## EXERCISE REQUIREMENTS
[1] In the battery cooling text, swap "depth of discharge" for "discharge depth" in the part that opens with the words containing "Apart from the" and closes with "chemistry and design.", then give that part again.
[2] According to the battery cooling text, by what factor can air cooling increase battery life?
[3] Which factors does the battery cooling text list as affecting battery life?
--- SOURCE TEXT ---
Air cooling can increase battery life by a factor of 1.5–6, depending on regional climate and driving patterns, they found. End of life criteria has a substantial effect on battery life estimates.

Effect of air cooling on capacity fade and battery life when annual miles driven are 14,700 miles. The battery industry traditionally defines end-of-life (EOL) as the point where the battery’s energy storage capacity drops by 20% of its initial value—indicated by the solid horizontal black line on the first two charts. (a) Capacity Fade in Phoenix, comparison of air cooling vs no cooling for two drive cycles. (b) Capacity Fade in Phoenix and San Francisco, using GPS data. The comparison of air-cooling vs. no cooling is provided for two cities (c) Improvement in battery life by air-cooling for different cases simulated. Credit: ACS, Yuksel et al. Click to enlarge.

Apart from the specific type and design of the battery, the conditions and stress factors during storage and use also affect how quickly the battery will degrade. There are various factors that affect battery life such as time, charge/discharge rate, temperature, and depth of discharge (DOD)/state of charge (SOC). The degree to which each of these factors affects degradation patterns depends on the chemistry and design.
--- LISTED ENTRIES ---
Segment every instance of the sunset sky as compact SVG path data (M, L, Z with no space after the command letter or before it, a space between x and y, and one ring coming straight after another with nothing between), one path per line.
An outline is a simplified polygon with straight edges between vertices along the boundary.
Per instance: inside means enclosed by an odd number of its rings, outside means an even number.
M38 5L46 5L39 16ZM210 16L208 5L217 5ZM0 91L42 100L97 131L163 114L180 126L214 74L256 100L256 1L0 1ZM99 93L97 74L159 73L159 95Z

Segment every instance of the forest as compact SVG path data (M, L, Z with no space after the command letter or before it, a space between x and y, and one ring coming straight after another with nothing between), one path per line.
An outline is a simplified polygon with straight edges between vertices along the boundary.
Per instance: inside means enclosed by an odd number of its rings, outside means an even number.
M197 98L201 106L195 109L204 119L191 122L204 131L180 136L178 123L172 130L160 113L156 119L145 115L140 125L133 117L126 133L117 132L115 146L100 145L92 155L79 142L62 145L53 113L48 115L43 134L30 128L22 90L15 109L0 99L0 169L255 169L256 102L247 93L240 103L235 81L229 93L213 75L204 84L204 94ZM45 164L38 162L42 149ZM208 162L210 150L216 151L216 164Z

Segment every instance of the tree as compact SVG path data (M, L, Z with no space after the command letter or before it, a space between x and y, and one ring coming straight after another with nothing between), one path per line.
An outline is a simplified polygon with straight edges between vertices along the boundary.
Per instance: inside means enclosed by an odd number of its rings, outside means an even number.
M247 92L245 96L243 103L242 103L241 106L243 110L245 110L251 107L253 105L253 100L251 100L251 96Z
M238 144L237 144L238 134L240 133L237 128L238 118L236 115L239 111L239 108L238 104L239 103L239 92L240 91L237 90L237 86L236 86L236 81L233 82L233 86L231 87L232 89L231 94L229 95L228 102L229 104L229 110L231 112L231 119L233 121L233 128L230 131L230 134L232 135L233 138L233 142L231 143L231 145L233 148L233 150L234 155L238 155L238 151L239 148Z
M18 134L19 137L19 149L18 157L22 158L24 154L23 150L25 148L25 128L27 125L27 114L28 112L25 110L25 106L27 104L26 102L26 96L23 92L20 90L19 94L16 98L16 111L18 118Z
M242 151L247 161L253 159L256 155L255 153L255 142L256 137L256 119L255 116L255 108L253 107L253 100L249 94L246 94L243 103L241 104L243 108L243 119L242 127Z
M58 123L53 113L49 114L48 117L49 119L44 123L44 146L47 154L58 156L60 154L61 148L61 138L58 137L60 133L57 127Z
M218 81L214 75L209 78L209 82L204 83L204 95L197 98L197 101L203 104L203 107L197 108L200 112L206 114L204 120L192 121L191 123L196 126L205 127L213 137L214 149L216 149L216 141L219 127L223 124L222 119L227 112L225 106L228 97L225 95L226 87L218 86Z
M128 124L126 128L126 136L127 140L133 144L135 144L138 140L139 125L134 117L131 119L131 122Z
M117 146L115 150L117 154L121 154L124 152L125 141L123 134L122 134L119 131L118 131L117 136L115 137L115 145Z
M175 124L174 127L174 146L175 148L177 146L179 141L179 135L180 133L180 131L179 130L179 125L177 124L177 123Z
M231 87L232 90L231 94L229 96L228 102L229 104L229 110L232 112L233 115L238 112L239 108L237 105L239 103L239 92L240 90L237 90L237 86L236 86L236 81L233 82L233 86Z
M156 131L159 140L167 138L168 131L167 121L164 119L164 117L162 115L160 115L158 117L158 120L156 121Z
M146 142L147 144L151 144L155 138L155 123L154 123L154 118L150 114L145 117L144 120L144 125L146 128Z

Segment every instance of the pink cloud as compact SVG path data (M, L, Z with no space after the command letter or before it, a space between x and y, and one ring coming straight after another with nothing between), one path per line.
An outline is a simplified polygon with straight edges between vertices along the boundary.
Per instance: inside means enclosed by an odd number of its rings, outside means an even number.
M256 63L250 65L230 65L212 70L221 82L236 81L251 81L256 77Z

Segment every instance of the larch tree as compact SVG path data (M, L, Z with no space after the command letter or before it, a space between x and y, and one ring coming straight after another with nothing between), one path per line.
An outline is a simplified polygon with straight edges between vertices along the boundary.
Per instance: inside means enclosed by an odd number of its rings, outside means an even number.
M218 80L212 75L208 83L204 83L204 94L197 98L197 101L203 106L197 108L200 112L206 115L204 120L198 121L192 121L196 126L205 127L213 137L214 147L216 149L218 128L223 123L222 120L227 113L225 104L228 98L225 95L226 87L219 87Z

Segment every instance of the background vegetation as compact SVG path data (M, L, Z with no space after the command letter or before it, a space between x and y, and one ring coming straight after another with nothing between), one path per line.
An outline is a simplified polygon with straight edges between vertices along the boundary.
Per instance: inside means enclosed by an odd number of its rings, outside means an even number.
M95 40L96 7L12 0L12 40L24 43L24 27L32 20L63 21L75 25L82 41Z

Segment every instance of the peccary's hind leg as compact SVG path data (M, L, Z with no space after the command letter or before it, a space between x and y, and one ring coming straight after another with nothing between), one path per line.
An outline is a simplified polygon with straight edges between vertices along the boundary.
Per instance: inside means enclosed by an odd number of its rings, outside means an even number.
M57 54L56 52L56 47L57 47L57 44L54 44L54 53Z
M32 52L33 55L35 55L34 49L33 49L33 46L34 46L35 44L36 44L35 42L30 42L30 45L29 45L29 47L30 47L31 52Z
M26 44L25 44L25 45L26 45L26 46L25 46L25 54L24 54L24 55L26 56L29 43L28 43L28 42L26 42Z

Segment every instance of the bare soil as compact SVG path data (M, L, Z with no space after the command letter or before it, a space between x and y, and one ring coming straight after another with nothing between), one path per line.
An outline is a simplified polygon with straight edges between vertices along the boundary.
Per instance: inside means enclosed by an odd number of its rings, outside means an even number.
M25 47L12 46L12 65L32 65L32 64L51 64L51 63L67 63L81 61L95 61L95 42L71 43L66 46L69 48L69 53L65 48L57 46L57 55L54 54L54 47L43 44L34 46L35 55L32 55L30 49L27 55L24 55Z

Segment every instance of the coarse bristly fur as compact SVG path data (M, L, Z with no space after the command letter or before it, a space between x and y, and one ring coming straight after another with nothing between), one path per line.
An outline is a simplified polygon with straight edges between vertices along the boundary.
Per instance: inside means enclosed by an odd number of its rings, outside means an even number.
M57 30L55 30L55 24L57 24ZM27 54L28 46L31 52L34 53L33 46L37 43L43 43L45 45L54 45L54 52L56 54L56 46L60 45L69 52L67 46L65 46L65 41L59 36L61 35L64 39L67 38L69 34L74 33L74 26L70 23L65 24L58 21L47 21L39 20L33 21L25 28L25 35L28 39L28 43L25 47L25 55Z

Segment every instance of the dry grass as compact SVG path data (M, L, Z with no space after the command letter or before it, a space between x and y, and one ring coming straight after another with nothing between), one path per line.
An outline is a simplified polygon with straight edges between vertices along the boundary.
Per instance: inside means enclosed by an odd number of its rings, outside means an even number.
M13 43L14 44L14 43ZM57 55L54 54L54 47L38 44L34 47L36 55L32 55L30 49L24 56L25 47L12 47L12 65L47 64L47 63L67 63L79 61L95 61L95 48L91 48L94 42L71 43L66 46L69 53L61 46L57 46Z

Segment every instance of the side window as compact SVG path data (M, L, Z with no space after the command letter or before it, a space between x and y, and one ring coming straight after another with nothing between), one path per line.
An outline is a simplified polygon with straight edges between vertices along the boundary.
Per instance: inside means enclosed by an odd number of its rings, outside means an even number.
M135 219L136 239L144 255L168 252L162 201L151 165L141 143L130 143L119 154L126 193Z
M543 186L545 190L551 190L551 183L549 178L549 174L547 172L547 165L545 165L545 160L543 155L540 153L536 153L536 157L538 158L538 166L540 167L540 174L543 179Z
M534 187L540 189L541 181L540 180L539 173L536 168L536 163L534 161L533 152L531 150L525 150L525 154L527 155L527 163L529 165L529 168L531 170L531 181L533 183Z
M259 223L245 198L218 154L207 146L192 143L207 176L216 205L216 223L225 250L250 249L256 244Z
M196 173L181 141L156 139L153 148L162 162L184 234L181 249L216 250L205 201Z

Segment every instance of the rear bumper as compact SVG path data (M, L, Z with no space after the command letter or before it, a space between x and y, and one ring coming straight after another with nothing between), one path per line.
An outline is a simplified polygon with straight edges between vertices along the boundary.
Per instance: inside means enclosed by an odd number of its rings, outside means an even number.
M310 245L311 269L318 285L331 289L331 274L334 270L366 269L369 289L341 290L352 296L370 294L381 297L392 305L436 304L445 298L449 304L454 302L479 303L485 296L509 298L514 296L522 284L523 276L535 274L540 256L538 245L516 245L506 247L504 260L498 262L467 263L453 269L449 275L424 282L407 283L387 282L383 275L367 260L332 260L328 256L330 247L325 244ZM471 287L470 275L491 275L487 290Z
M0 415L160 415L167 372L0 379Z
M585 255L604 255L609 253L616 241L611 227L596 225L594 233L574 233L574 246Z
---
## EXPECTED ANSWERS
[1]
Apart from the specific type and design of the battery, the conditions and stress factors during storage and use also affect how quickly the battery will degrade. There are various factors that affect battery life such as time, charge/discharge rate, temperature, and discharge depth (DOD)/state of charge (SOC). The degree to which each of these factors affects degradation patterns depends on the chemistry and design.

[2] By a factor of 1.5–6, depending on regional climate and driving patterns.

[3]
- Time
- Charge/discharge rate
- Temperature
- Depth of discharge (DOD)/state of charge (SOC)